- [Parts of the exercise]
- a) List every line in which the Enquirer speaks in the post about prayer.
- b) In one to three sentences, explain why the Theosophist in the post about prayer does not offer prayers to the Absolute Principle.
- c) Rewrite the paragraph of the post about prayer that begins "Hopefully you have read" in a single shorter sentence, keeping its main facts.

- [Reading text]
Jun 26, 2007 07:15 PM
by nhcareyta


Dear Henry
My apologies. I have just realised that I inadvertently overlooked 
your posting and replied to Sveinn Freyr, thinking it to be his. 
Please excuse this mistake, it was not my intention to ignore and 
bypass you. 
Hopefully you have read this posting as to Madame Blavatsky's 
position on prayer. If not, I repeat it below as it is a particularly 
significant extract with profound philosophical implications in terms 
of her and her teachers' version of theosophy.

"IS IT NECESSARY TO PRAY?
ENQUIRER. Do you believe in prayer, and do you ever pray?
THEOSOPHIST. We do not. We act, instead of talking.
ENQUIRER. You do not offer prayers even to the Absolute Principle?
THEOSOPHIST. Why should we? Being well-occupied people, we can hardly
afford to lose time in addressing verbal prayers to a pure
abstraction. The Unknowable is capable of relations only in its parts
to each other, but is non-existent as regards any finite relations.
The visible universe depends for its existence and phenomena on its
mutually acting forms and their laws, not on prayer or prayers.
ENQUIRER. Do you not believe at all in the efficacy of prayer?
THEOSOPHIST. Not in prayer taught in so many words and repeated
externally, if by prayer you mean the outward petition to an unknown
God as the addressee, which was inaugurated by the Jews and
popularised by the Pharisees.
ENQUIRER. Is there any other kind of prayer?
THEOSOPHIST. Most decidedly; we call it WILL-PRAYER, and it is rather
an internal command than a petition.
ENQUIRER. To whom, then, do you pray when you do so?
THEOSOPHIST. To "our Father in heaven" -- in its esoteric meaning.
ENQUIRER. Is that different from the one given to it in theology?

- [Information shown]

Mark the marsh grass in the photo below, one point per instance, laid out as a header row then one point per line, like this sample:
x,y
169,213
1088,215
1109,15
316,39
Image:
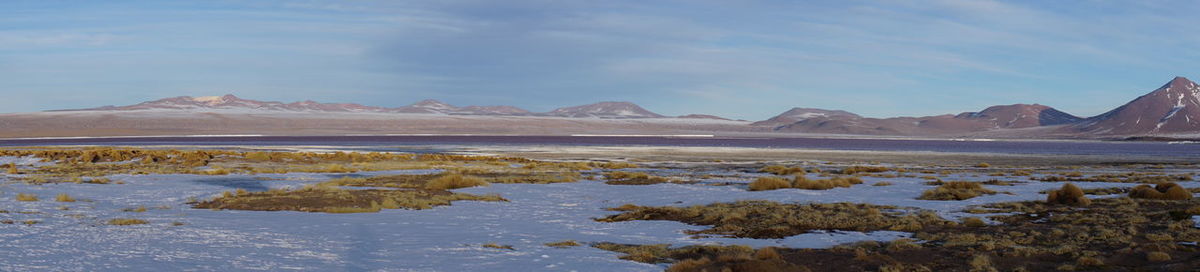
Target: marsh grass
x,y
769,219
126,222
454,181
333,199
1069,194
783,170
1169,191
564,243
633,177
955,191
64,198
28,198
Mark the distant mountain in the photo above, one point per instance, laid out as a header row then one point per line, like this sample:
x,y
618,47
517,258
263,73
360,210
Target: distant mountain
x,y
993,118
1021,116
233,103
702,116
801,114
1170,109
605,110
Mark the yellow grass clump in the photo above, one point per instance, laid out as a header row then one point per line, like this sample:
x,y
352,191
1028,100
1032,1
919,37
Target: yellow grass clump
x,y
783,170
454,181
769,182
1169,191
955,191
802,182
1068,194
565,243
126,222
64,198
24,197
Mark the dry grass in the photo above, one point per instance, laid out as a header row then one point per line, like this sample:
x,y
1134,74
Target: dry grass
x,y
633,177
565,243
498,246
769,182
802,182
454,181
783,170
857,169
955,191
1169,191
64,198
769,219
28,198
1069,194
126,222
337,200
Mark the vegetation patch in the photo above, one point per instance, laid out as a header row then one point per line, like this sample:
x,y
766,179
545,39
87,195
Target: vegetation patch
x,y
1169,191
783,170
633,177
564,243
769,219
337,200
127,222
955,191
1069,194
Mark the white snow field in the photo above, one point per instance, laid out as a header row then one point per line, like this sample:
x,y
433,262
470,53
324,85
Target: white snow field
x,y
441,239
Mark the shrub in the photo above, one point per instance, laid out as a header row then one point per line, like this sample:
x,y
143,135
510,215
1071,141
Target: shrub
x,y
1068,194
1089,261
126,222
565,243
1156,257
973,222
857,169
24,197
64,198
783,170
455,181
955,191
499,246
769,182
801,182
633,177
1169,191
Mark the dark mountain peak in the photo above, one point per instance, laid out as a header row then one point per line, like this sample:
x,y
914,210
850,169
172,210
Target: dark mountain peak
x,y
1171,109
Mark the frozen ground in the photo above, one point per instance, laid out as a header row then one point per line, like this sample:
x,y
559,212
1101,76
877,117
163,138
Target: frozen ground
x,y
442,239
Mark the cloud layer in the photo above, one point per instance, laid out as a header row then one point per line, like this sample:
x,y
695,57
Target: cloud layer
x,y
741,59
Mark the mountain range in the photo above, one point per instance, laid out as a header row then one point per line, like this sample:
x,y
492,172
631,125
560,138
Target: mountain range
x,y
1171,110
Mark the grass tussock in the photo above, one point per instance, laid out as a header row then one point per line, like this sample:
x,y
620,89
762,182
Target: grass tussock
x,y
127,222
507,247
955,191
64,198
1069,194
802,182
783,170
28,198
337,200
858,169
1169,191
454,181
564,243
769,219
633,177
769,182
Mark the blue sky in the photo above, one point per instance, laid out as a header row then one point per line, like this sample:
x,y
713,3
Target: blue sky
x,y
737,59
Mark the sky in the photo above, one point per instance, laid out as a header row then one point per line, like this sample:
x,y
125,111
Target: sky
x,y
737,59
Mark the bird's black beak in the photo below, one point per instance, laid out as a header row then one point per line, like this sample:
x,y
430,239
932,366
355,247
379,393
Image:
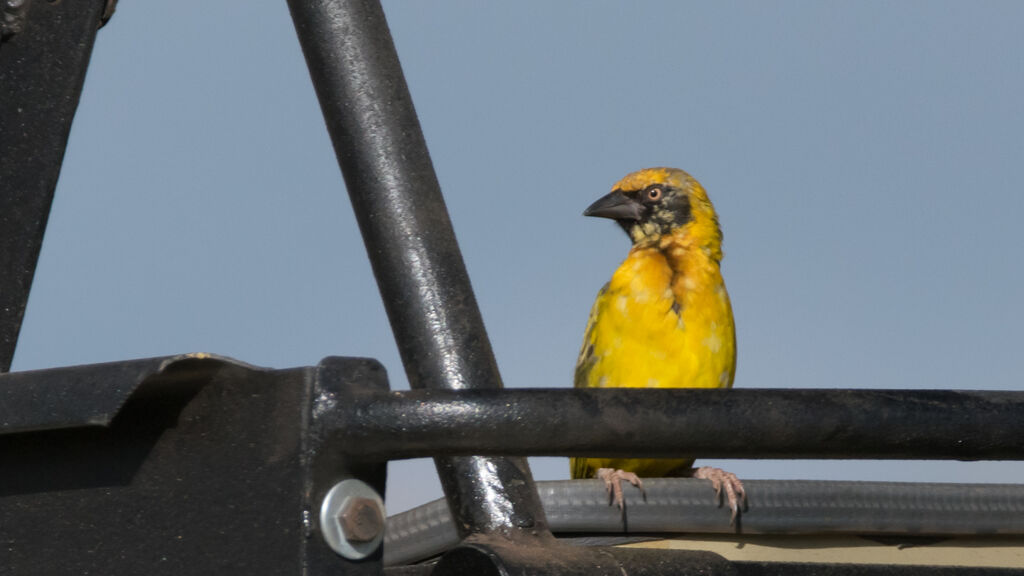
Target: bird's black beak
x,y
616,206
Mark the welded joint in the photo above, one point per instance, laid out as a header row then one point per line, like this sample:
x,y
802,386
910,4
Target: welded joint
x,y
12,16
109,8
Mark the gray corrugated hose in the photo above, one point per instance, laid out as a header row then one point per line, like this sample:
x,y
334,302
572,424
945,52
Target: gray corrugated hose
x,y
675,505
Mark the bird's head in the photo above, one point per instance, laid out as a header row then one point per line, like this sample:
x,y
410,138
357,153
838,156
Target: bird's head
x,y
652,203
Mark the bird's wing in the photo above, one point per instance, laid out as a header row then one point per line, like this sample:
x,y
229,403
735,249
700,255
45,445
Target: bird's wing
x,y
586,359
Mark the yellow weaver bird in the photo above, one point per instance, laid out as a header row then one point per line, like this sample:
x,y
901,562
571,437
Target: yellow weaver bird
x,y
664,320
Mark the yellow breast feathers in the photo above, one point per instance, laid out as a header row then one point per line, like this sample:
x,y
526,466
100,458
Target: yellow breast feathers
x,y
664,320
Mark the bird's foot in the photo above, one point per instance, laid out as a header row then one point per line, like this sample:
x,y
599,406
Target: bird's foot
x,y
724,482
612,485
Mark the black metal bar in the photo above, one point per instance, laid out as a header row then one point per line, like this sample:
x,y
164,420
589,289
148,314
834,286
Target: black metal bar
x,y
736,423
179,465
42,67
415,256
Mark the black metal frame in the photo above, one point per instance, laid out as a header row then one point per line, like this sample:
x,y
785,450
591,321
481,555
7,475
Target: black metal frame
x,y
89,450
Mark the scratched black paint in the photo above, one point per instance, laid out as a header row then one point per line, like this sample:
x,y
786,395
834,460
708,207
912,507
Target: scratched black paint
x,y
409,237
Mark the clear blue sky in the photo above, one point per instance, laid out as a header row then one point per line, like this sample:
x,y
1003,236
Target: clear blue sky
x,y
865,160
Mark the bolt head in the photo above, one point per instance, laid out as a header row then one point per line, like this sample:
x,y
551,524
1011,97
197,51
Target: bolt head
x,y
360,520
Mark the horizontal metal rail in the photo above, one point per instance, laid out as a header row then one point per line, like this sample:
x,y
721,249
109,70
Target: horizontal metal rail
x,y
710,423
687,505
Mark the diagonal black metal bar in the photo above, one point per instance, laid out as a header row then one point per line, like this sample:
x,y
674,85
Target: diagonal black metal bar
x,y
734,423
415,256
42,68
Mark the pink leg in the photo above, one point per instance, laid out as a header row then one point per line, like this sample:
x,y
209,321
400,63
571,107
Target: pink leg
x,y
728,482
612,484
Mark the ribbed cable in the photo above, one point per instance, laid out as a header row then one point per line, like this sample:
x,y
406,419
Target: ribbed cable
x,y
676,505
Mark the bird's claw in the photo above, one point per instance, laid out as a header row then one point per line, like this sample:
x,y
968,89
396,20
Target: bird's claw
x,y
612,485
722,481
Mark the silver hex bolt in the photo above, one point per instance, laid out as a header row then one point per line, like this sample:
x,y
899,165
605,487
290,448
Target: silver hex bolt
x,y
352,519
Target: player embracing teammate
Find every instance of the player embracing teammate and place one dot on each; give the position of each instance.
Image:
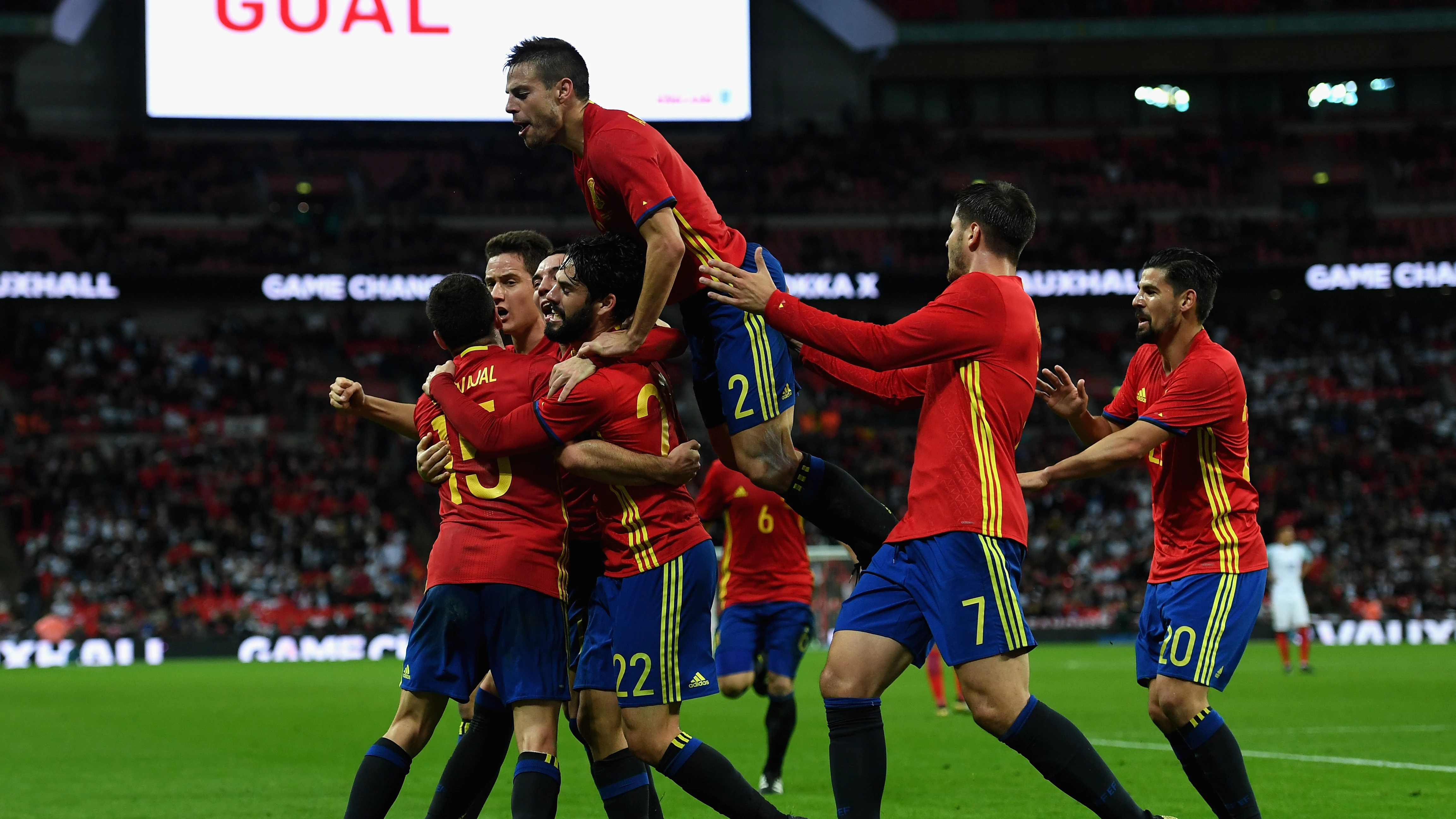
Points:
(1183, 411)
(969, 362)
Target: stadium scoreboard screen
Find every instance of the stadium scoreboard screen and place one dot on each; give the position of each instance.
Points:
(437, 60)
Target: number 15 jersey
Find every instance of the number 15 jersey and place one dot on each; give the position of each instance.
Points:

- [The results]
- a)
- "Do you believe in prayer, and do you ever pray?"
- "You do not offer prayers even to the Absolute Principle?"
- "Do you not believe at all in the efficacy of prayer?"
- "Is there any other kind of prayer?"
- "To whom, then, do you pray when you do so?"
- "Is that different from the one given to it in theology?"

- b) Being well-occupied people, they cannot afford to lose time addressing verbal prayers to a pure abstraction. The Unknowable relates only in its parts to each other and is non-existent as regards any finite relations. The visible universe depends on its mutually acting forms and their laws, not on prayer.

- c) The writer hopes Henry has read the posting on Madame Blavatsky's position on prayer and repeats it below in case he has not, because it is a particularly significant extract with profound philosophical implications for her and her teachers' version of theosophy.